### WHAT IS NEEDED
Rewrite these records with "JSON array" swapped for "JSON list", changing nothing else, and leave the pictures out.

### SOURCE MATERIAL
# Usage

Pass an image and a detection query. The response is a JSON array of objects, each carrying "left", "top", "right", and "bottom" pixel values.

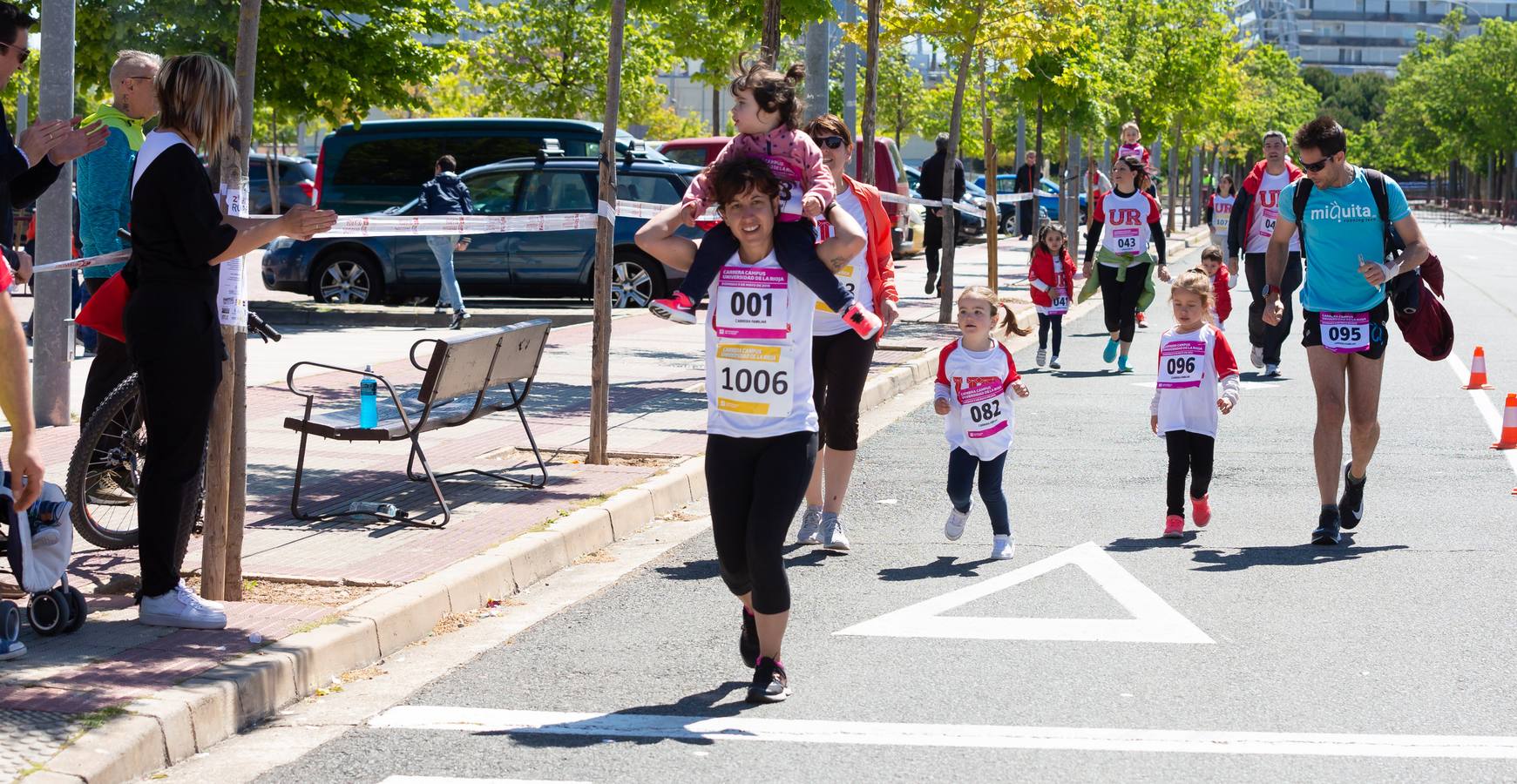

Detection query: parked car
[
  {"left": 247, "top": 153, "right": 315, "bottom": 215},
  {"left": 262, "top": 156, "right": 701, "bottom": 308},
  {"left": 659, "top": 137, "right": 909, "bottom": 253},
  {"left": 315, "top": 118, "right": 655, "bottom": 215},
  {"left": 974, "top": 174, "right": 1087, "bottom": 224}
]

### RESPONSE FOR THIS EXERCISE
# Usage

Pass an image and a detection query. The response is a JSON list of objects, each carrying "left", "top", "right", and "bottom" pixel values.


Detection query: parked car
[
  {"left": 247, "top": 153, "right": 315, "bottom": 215},
  {"left": 262, "top": 156, "right": 701, "bottom": 308},
  {"left": 659, "top": 137, "right": 909, "bottom": 253},
  {"left": 315, "top": 118, "right": 655, "bottom": 215},
  {"left": 974, "top": 174, "right": 1087, "bottom": 224}
]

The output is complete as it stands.